>> Begin ARTICLE

The compactors were also very large containers which had the inbuilt facility to compact materials as they were loaded by customers. They belong to the customer rather than the Company, and collection and delivery would be by the same hook loaders, charging being again based upon weight, so a weighbridge would also be essential for this. On the subject of weighbridges, Mr Huckle said further income could be derived from this by allowing other businesses to use it. The wheelie-bin collection and delivery service had also been considered, but Mr Huckle accepted that this was not something that was any longer being pursued, and that side of the business did not form any part of the claim.

26.

Mr Huckle said that in or around 2004, they had been advised that the reference land might be needed in connection with the Olympic Games if London was successful in its bid, and that even if it was unsuccessful (Paris being the clear favourite) there was a possibility that it would be acquired in any event for a major regeneration project in the area. This, he said, produced a considerable amount of uncertainty as to their future occupation of the site and despite some initial searching in the area, it did not appear that there were any alternative sites nearby to which they could move. There may have been an opportunity to move further away (Dagenham for instance), but that would mean them losing much of their local and passing trade. Nevertheless, at the annual family get together on 3 January 2005 at Ben’s house, they discussed the need to move the business forward and took a decision to press on with their plans in respect of the Ro-Ros and Compactors. It was the general consensus within the family that London would not win the bid and alternative regeneration, if it was to happen at all, would be a very long way off. He insisted that the proposed broadening of their business lines at this point in the Company’s development was an essential and timely addition to GBM’s activities. Indeed, Mr Zimmann accepted that it had been a fairly obvious step to take in the light of the developments in waste management generally.

27.

>> End ARTICLE
>> Begin LISTED RECORDS

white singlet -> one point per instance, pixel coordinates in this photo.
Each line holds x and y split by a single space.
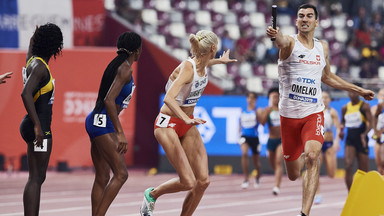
300 81
191 92
328 121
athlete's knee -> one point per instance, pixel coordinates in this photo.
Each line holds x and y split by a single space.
38 179
102 179
312 158
203 184
121 175
293 175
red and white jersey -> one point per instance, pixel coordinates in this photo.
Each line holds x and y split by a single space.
300 80
191 92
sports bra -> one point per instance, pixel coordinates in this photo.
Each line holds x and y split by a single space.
191 92
126 93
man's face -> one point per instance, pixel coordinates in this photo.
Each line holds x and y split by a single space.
306 20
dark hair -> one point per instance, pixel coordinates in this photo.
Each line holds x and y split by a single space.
274 89
253 93
127 43
47 41
305 6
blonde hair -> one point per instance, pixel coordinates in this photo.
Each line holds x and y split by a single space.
201 42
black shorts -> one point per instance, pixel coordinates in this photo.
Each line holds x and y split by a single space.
27 132
353 139
252 142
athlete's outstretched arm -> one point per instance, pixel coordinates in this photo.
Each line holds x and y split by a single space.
335 81
5 76
284 42
37 71
224 59
184 77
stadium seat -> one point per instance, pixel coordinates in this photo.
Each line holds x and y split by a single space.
180 54
341 35
193 5
246 70
158 40
380 71
203 18
250 6
230 18
219 71
233 30
255 84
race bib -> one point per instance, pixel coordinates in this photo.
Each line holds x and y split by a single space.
163 120
100 120
42 148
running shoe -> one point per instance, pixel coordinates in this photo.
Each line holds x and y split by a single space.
148 203
276 190
318 199
245 185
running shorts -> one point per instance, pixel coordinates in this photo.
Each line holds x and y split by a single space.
354 139
296 132
166 121
98 124
326 146
272 144
27 131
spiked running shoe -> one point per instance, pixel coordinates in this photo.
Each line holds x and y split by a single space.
148 203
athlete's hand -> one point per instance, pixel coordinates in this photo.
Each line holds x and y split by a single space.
39 136
122 143
225 57
195 121
367 94
271 32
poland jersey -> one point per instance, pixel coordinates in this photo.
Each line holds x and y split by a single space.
328 122
191 92
300 80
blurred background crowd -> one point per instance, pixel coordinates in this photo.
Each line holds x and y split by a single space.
353 30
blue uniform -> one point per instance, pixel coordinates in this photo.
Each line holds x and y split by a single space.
98 124
249 126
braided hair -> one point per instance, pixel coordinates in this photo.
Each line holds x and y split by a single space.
47 41
127 44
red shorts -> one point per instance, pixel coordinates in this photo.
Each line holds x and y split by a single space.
166 121
296 132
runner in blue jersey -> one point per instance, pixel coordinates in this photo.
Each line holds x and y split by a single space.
249 123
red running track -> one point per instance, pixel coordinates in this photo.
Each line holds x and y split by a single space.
66 194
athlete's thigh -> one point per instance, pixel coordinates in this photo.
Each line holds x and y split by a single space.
195 150
38 157
363 161
170 142
100 164
107 145
349 154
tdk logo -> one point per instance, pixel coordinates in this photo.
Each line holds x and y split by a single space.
306 80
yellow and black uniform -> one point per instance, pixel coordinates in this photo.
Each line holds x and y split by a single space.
356 123
43 97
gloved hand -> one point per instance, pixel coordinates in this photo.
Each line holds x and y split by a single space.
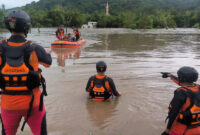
165 74
164 133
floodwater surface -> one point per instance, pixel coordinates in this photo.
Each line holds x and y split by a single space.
134 59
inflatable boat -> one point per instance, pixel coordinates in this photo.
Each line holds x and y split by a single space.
63 43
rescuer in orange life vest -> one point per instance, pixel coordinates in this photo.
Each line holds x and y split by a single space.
184 109
100 86
20 77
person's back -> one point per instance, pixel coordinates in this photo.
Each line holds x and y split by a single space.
100 86
184 108
21 77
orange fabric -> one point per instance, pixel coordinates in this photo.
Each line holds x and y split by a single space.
21 102
17 44
12 70
61 32
180 128
106 85
9 102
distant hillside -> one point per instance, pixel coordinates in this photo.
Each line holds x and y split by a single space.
88 6
142 14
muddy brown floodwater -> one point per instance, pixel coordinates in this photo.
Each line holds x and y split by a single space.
135 59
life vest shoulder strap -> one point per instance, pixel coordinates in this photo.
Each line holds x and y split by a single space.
191 95
103 81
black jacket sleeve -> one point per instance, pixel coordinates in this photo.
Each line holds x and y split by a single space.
43 57
88 84
112 86
176 104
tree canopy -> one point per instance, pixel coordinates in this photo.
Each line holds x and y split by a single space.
145 14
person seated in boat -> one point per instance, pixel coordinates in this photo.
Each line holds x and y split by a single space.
65 37
76 33
60 32
69 37
100 86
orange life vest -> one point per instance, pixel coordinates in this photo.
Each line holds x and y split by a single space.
99 89
188 119
17 76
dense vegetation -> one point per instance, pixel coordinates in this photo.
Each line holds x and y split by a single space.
123 13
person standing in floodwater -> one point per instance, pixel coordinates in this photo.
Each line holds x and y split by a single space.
21 78
100 86
184 109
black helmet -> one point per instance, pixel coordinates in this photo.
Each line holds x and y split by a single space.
187 74
101 66
17 21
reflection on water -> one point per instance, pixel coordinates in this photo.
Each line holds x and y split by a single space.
101 112
135 59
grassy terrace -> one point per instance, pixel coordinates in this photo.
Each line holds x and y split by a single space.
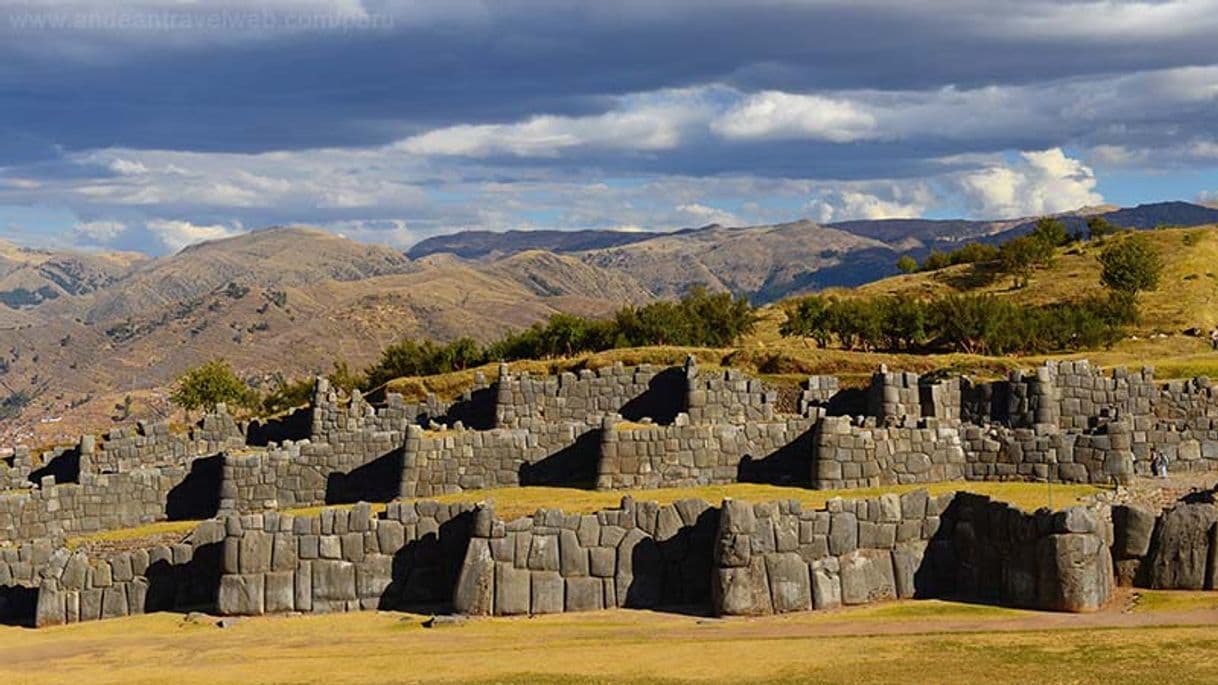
514 502
915 642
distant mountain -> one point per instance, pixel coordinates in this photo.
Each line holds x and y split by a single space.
31 277
283 300
476 244
770 262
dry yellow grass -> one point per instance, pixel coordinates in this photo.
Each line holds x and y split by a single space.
514 502
624 646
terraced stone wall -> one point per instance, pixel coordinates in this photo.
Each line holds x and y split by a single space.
344 560
686 455
641 555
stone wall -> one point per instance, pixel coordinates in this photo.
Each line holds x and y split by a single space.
74 588
99 502
585 396
777 557
686 455
641 555
344 560
727 397
851 455
154 444
1056 561
453 461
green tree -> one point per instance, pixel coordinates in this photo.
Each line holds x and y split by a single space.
1130 266
1020 256
208 385
1099 227
808 317
1051 230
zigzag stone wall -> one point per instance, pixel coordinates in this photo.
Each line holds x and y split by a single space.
687 455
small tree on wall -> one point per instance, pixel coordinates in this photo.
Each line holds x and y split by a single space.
1130 267
207 385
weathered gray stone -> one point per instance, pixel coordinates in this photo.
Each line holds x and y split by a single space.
573 558
843 533
867 577
1133 528
584 594
1074 574
789 583
334 580
906 562
743 590
826 584
1182 555
512 591
475 585
241 595
280 588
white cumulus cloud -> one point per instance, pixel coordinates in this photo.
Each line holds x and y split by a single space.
177 234
100 230
776 115
1038 183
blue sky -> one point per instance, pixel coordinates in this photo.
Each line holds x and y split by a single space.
150 124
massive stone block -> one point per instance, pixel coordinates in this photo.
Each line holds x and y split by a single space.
1182 556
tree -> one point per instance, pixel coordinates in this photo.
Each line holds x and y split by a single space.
1099 227
809 317
208 385
1021 255
1051 232
1130 266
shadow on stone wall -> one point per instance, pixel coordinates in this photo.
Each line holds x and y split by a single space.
848 401
17 605
65 467
478 412
295 425
791 464
574 466
663 400
199 494
425 571
379 480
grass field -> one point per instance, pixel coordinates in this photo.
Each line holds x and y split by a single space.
894 642
514 502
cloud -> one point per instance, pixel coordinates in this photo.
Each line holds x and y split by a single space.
100 230
704 215
648 126
177 234
776 115
1037 183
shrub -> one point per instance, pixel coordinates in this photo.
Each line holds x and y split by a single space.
211 384
1130 266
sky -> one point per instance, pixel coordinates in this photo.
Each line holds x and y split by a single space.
151 124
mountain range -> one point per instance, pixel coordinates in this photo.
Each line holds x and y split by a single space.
80 329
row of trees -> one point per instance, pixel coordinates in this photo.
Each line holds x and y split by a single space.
1017 257
982 324
699 319
985 323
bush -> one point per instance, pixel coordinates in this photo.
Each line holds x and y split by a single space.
1020 256
211 384
979 324
1130 266
1099 228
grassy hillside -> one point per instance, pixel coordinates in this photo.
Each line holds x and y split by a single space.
1188 295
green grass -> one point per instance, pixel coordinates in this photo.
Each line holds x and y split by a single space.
623 646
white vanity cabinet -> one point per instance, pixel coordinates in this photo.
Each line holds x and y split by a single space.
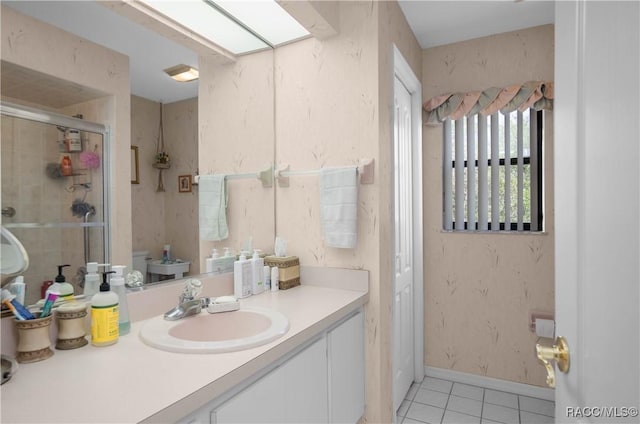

>> End LISTED RECORDS

> STATED GOAL 1
Extract the part of the passage on the waste business from "The compactors were" to "of the claim.".
> STATED GOAL 2
In the passage on the waste business, on what date was the annual family get-together held where the decision was made to press on with the plans for the Ro-Ros and Compactors?

> WORKED ANSWER 1
The compactors were also very large containers which had the inbuilt facility to compact materials as they were loaded by customers. They belong to the customer rather than the Company, and collection and delivery would be by the same hook loaders, charging being again based upon weight, so a weighbridge would also be essential for this. On the subject of weighbridges, Mr Huckle said further income could be derived from this by allowing other businesses to use it. The wheelie-bin collection and delivery service had also been considered, but Mr Huckle accepted that this was not something that was any longer being pursued, and that side of the business did not form any part of the claim.

> WORKED ANSWER 2
3 January 2005